◆ What this task involves
Could you switch every "village house" in the lines below to "farmhouse", keeping everything else unchanged and leaving the pictures out of your answer?

◆ Given data
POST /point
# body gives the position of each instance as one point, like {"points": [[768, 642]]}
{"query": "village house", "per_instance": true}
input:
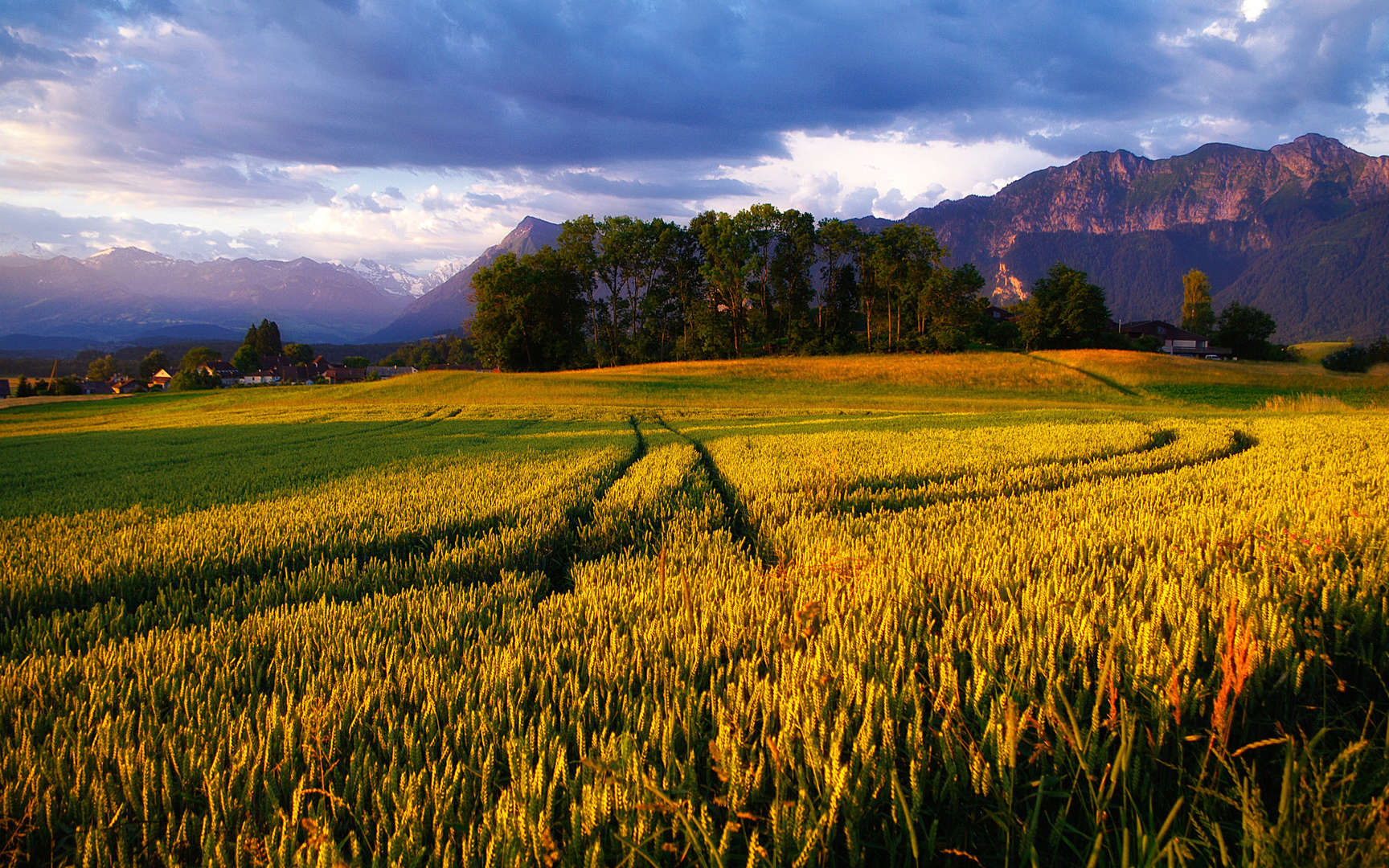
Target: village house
{"points": [[265, 377], [1175, 339], [342, 374], [223, 371]]}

◆ The response
POST /point
# body gives the position of each instance as one point, like {"points": [[768, 642]]}
{"query": "farmhouse", "per_instance": true}
input:
Target: farmhouse
{"points": [[265, 377], [1175, 339], [342, 374], [223, 371]]}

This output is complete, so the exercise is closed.